SELECTED PASSAGE:

Toll-like receptors (TLRs), a family of important innate immune molecules, are expressed both on the cell surface and in intracellular compartments of many immune and non-immune cells. TLRs are one of the best characterized innate pathogen recognition receptors (PRR). TLRs are transmembrane proteins which function as pattern recognition receptors for the detection and response to microbial ligands. To date, 10 TLRs have been identified in humans and 11 in mice. Natural or synthetic ligands for at least 9 TLRs have been identified. Activation of TLRs results in the recruitment of adaptor proteins including MyD88 (most TLRs except TLR3), TRIF (for TLR3 and TLR4), and Mal/TIRAP (TLR2 and TLR4) to the TIR domain. A series of phosphorylation/recruitment/activation events leads to the activation and translocation of the transcription factors nuclear factor-κB (NF-κB) NF-κB to the nucleus and the transcription of inflammatory and anti-inflammatory cytokine genes. While TLR induced innate immune responses help clear viral infections, TLRs have also been implicated in the immunopathology of virus infection. It is thought that TLR-mediated inflammatory response in response to viruses might contribute to diseases. In particular, it has been found that TLR2, TLR3, and TLR7 are involved in viral-associated immunopathology. Thus, in some circumstances, blockade of TLR-mediated signaling pathway may protect the host from the harmful inflammatory responses.

THE DATA:

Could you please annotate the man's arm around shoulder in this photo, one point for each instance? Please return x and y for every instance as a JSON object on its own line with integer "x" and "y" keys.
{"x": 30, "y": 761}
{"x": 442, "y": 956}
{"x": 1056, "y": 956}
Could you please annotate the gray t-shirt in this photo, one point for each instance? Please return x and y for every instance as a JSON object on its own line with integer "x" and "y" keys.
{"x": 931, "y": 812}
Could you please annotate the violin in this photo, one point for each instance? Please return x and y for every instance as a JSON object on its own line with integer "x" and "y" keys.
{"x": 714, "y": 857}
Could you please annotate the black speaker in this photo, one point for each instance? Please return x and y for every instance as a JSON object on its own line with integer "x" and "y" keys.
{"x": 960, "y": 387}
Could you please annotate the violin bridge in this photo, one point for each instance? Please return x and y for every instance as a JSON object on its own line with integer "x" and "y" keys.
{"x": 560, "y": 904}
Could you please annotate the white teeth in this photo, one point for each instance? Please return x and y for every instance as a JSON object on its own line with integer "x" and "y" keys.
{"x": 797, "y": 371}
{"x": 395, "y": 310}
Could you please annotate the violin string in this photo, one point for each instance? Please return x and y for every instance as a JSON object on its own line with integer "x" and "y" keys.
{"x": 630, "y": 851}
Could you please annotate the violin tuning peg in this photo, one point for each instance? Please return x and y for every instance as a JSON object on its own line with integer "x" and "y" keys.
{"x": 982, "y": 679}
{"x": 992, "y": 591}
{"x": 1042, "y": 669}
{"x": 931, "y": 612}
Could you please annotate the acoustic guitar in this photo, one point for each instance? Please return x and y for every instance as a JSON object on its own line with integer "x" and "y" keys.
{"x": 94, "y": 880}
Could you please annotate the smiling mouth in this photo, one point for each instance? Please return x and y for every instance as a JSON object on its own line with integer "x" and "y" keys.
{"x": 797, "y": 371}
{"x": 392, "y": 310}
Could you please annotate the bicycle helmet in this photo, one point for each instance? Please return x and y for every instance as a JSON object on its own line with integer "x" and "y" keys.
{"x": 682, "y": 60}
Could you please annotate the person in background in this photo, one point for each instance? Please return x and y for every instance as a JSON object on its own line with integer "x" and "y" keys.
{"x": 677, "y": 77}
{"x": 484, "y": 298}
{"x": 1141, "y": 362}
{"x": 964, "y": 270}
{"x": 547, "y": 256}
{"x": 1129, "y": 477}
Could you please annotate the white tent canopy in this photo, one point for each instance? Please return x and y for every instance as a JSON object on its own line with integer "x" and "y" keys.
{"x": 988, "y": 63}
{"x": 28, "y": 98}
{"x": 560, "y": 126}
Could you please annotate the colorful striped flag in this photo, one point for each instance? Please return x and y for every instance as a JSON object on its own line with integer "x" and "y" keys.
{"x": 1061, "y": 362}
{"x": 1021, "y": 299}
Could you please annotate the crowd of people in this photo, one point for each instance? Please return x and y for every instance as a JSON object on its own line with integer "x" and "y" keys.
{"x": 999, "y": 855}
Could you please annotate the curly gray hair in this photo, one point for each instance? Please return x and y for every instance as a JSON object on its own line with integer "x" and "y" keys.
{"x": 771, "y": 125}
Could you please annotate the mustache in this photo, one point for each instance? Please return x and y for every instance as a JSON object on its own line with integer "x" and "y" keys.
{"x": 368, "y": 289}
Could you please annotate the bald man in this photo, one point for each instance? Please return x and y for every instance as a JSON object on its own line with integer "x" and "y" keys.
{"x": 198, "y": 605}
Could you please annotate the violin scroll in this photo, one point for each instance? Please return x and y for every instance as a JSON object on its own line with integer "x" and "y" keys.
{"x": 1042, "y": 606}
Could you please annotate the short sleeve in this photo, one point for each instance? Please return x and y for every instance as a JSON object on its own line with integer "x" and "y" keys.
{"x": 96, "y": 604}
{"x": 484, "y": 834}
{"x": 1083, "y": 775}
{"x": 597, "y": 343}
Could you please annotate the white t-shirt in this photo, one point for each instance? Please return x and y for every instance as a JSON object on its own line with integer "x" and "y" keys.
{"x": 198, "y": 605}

BRIEF 1:
Translate this sentence from the passage on Toll-like receptors into Spanish: "To date, 10 TLRs have been identified in humans and 11 in mice."
BRIEF 2:
Write the next part of the passage on Toll-like receptors, continuing after its final sentence.

REPLY 1:
Hasta la fecha, se han identificado 10 TLR en humanos y 11 en ratones.

REPLY 2:
Although originally described as receptors for bacteria and fungi, it has now become clear that TLRs mediate the production of cytokines in response to a variety of viruses and viral ligands. A role for the Toll-like receptors, TLR2, TLR3, TLR4, TLR7 and TLR9, in the response to viruses has been established. Previous experiments have demonstrated that the cytokine response to human cytomegalovirus (CMV) and Herpes simplex virus-1 (HSV) is controlled by TLR2, while the response to respiratory syncytial virus (RSV) is dependent on TLR4 (13-15, 20). Previous studies have demonstrated that Lymphocytic choriomeningitis virus (LCMV) infection induces the activation of transcription factor nuclear factor-kappaB (NF-κB) and inflammatory responses through a TLR2/TLR6/CD14-MyD88/Mal-dependent signaling pathway. LCMV is the prototypic virus of the arenavirus family. Several members in the arenavirus family, including Lassa hemorrhagic fever (HF) virus and Argentine HF virus, cause severe, often lethal, viral hemorrhagic fevers in humans. Moreover, HF viruses have recently received considerable scrutiny because of the potential use of arenaviruses as biological weapons for bioterrorism (see the world wide web at bt.cdc.gov/agent/vhf).
Inhibiting TLR signaling in LCMV infected cells could have great therapeutic potential, not only in the treatment of LCMV disease (an arenavirus prototypic of the response to hemorrhagic fever viruses), but also in the treatment of other viral diseases involving TLR activation, including herpes encephalitis (HSV-1), genital herpes (HSV-2) and cytomegalovirus infection.
For example, ribavirin, a member of the nucleoside antimetabolite drugs that interfere with duplication of viral genetic material, is active against a number of DNA and RNA viruses, including hemorrhagic fever viruses; however, due to its side-effects, such as dose-dependent inhibiting effect on DNA synthesis, hemolytic anemia, and significant teratogenic effects, its application in clinical is limited. Accordingly, there is a need to develop new compounds that inhibit LCMV-induced NF-κB activation and cytokine responses through either modulating TLR2 expression or blocking LCMV replication. This invention addresses this need and others.